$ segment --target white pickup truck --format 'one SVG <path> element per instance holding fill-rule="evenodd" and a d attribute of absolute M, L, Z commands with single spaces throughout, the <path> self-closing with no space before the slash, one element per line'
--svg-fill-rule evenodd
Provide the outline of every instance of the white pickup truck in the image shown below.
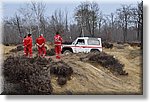
<path fill-rule="evenodd" d="M 62 45 L 62 54 L 100 51 L 102 51 L 101 38 L 78 37 L 72 44 Z"/>

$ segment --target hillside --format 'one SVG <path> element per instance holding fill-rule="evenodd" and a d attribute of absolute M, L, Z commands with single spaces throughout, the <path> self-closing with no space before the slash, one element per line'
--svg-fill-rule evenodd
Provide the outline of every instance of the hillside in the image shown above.
<path fill-rule="evenodd" d="M 4 52 L 8 49 L 10 46 L 5 46 Z M 52 94 L 142 94 L 143 70 L 140 48 L 131 47 L 128 44 L 114 44 L 113 49 L 103 49 L 103 51 L 124 64 L 124 70 L 128 72 L 128 75 L 114 75 L 99 63 L 81 60 L 88 54 L 62 55 L 61 60 L 73 69 L 73 74 L 63 86 L 58 85 L 56 76 L 51 76 Z M 4 59 L 10 54 L 15 56 L 23 54 L 22 51 L 8 52 L 4 54 Z M 57 62 L 55 56 L 46 56 L 46 58 L 52 58 L 54 62 Z"/>

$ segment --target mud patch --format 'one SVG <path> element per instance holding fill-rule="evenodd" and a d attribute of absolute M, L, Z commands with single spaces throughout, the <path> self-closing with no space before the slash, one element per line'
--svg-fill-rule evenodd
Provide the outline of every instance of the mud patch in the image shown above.
<path fill-rule="evenodd" d="M 128 73 L 123 69 L 124 64 L 121 64 L 114 56 L 108 55 L 104 52 L 101 53 L 91 53 L 84 58 L 80 58 L 82 61 L 88 60 L 95 62 L 103 66 L 104 68 L 110 70 L 114 75 L 128 75 Z"/>

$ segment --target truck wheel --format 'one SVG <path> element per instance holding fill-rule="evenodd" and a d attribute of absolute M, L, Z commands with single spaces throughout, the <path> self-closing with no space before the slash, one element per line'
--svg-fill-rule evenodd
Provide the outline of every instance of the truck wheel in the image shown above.
<path fill-rule="evenodd" d="M 69 50 L 65 50 L 63 54 L 65 54 L 65 55 L 69 55 L 69 54 L 71 54 L 71 53 L 72 53 L 71 51 L 69 51 Z"/>

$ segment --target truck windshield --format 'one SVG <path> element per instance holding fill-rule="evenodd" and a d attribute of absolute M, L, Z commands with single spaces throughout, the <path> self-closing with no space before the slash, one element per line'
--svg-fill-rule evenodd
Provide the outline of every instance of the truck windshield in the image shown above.
<path fill-rule="evenodd" d="M 88 39 L 88 45 L 100 45 L 100 42 L 98 39 Z"/>
<path fill-rule="evenodd" d="M 85 45 L 84 39 L 78 39 L 77 44 L 78 45 Z"/>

## EXERCISE TASK:
Rewrite the lines between the one holding "--target truck windshield" and the one holding "88 45 L 100", inclusive, with the requests unchanged, and shift every polygon coordinate in the answers by adding 60 to it.

## SOLUTION TO THIS PROBLEM:
$ segment --target truck windshield --format 'one SVG <path> element per instance holding fill-rule="evenodd" and a d attribute of absolute M, L, Z commands with single spaces throughout, the <path> self-closing with no space before the slash, one element per line'
--svg-fill-rule evenodd
Provide the outline of every instance of the truck windshield in the image shown above.
<path fill-rule="evenodd" d="M 148 99 L 148 105 L 160 105 L 160 102 L 158 99 Z"/>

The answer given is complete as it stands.